• [Task to complete]
After reading each line of the entries, give the number of lines that contain "brown" and nothing else.

[Stored data entries]
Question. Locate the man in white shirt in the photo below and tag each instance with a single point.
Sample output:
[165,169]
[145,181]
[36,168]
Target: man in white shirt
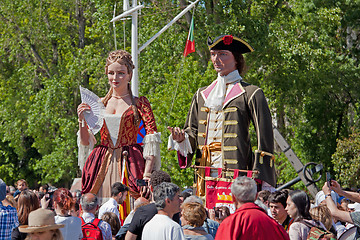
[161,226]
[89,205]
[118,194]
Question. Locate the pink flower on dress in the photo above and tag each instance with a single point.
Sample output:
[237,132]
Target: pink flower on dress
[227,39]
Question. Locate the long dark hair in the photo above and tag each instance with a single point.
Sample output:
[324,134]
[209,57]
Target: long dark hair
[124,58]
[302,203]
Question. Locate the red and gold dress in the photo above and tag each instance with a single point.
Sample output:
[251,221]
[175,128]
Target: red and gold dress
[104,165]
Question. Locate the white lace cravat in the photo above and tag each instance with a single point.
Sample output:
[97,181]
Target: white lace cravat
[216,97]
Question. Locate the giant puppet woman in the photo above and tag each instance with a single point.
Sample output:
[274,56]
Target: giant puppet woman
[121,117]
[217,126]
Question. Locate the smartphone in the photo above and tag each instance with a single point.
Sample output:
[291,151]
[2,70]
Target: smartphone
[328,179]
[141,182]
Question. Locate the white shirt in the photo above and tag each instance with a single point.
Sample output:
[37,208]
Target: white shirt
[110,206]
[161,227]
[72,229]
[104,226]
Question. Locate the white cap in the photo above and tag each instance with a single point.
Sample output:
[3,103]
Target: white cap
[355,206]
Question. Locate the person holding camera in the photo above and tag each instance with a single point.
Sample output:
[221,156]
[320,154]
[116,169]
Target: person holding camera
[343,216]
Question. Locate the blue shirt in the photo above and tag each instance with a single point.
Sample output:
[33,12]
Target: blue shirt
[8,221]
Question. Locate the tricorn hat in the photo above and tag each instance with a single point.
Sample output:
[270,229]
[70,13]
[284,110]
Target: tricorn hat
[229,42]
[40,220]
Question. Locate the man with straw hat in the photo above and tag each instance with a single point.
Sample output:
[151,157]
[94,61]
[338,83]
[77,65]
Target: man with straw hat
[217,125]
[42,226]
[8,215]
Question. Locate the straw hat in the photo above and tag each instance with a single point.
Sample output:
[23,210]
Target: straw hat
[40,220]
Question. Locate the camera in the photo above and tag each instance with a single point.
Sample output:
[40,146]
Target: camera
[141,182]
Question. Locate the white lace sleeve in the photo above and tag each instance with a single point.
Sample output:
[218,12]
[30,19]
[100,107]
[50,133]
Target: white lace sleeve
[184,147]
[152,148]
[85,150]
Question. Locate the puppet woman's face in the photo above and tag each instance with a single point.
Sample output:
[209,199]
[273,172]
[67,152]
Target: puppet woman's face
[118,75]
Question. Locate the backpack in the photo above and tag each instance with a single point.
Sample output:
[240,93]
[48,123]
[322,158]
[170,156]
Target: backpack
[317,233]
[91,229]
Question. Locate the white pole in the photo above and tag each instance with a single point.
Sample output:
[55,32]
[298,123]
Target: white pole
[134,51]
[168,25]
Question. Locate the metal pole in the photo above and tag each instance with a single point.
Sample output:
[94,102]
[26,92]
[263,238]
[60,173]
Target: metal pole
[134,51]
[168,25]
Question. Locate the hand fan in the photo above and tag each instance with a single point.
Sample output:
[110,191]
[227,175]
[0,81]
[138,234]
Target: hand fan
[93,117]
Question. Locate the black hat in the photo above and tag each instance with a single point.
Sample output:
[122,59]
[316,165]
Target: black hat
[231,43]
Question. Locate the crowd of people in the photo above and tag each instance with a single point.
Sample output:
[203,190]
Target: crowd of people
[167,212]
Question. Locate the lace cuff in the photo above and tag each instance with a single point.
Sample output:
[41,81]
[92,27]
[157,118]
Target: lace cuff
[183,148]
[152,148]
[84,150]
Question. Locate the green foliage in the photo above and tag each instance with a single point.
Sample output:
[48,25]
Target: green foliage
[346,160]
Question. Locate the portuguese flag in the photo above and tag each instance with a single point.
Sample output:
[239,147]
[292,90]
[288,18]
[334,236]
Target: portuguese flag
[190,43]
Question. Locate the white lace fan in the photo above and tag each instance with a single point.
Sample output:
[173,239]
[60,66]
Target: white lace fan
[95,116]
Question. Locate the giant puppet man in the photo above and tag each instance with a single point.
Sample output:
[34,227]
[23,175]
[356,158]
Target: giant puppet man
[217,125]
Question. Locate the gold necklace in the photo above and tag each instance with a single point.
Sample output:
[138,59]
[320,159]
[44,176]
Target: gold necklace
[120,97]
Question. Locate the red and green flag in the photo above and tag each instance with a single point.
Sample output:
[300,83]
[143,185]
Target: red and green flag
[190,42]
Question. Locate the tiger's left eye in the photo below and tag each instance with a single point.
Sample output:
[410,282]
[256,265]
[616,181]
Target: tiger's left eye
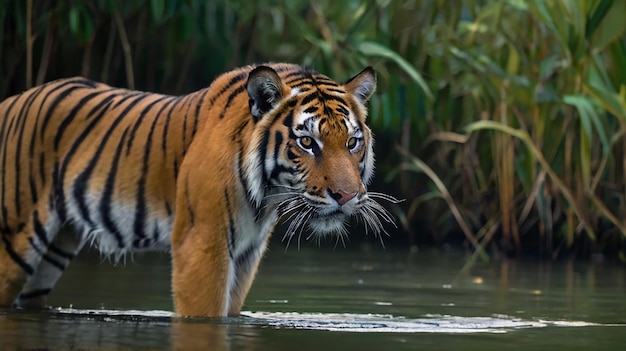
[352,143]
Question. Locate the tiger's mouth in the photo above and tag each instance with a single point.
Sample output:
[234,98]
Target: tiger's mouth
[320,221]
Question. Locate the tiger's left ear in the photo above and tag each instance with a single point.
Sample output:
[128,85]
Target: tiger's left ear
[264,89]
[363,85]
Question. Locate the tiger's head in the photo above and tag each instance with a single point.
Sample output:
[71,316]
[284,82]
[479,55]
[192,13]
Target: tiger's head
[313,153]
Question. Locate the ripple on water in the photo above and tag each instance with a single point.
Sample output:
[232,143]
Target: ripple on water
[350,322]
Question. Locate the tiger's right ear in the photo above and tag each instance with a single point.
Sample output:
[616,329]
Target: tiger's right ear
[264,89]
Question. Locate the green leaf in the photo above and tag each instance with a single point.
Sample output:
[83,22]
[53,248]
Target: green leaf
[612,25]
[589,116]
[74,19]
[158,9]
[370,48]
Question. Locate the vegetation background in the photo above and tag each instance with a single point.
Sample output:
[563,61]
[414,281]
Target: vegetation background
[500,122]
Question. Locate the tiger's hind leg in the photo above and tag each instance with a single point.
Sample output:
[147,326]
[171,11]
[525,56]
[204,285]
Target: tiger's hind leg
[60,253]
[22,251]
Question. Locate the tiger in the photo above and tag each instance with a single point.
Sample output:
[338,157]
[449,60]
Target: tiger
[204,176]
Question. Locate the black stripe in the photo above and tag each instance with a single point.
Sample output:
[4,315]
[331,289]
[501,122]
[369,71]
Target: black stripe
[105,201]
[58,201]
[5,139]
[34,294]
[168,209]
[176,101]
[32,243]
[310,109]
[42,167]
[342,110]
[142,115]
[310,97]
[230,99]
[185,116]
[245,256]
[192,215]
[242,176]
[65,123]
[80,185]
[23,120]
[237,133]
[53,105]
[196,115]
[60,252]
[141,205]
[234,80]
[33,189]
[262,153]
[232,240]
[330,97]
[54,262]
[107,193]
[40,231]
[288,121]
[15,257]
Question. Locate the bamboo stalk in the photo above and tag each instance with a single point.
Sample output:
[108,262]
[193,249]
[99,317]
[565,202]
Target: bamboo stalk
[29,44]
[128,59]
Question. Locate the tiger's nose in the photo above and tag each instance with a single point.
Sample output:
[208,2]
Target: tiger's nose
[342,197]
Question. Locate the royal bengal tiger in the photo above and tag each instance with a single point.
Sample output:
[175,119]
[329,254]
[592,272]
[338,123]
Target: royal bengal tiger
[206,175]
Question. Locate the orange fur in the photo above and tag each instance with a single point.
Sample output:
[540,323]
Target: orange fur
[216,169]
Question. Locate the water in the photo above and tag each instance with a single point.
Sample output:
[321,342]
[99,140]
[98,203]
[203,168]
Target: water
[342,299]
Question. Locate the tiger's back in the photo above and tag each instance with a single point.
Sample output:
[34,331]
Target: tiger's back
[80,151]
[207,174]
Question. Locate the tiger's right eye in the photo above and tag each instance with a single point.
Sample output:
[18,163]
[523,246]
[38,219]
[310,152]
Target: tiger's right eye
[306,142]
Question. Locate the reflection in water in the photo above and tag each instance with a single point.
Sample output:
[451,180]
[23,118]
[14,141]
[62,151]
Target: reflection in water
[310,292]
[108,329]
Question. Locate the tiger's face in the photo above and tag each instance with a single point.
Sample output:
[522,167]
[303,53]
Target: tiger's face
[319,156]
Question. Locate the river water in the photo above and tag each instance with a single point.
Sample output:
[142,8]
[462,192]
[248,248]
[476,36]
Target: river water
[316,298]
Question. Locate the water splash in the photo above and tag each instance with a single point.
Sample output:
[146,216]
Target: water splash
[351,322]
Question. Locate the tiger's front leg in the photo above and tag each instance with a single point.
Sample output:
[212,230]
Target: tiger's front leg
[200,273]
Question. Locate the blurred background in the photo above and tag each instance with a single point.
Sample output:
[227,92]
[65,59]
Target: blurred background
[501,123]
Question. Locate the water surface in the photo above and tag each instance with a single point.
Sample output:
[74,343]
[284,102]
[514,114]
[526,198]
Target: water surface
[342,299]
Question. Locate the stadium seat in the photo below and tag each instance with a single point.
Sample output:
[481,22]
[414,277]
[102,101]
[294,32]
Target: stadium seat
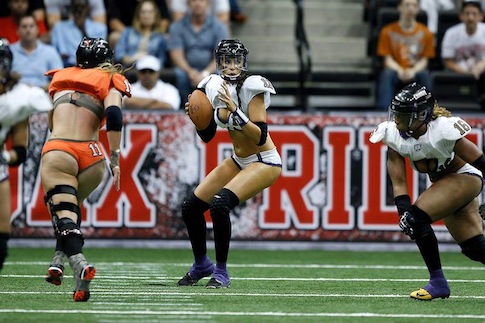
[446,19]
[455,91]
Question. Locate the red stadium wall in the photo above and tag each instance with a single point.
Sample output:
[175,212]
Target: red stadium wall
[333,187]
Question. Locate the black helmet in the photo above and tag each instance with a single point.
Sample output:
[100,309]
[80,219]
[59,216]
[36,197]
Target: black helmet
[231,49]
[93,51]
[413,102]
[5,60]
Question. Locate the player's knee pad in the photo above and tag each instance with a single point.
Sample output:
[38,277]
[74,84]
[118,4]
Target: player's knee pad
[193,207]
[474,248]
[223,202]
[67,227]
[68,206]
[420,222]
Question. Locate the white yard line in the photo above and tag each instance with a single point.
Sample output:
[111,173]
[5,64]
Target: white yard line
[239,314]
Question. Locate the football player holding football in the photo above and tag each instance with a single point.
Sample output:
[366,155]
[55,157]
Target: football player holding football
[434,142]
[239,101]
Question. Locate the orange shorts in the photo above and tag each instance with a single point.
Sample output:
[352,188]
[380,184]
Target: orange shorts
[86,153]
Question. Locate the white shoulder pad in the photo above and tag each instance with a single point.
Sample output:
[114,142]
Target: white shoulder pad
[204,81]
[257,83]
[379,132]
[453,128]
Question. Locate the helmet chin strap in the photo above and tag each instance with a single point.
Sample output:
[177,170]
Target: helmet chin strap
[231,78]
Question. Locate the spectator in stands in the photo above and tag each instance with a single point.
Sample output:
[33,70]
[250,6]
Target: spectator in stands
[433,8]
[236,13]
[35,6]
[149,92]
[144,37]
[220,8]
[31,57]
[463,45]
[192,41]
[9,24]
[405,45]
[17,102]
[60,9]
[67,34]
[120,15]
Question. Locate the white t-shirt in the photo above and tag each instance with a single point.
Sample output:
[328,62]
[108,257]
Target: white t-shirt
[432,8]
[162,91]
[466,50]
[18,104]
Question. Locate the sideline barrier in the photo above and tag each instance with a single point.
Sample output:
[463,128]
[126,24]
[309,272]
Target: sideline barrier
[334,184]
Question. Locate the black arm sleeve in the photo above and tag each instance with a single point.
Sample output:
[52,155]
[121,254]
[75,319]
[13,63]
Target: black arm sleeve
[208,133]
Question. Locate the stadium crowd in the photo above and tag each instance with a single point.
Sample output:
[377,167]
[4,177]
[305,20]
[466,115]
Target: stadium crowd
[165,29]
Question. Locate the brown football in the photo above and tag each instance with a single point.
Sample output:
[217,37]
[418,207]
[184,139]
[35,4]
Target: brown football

• [Response to the task]
2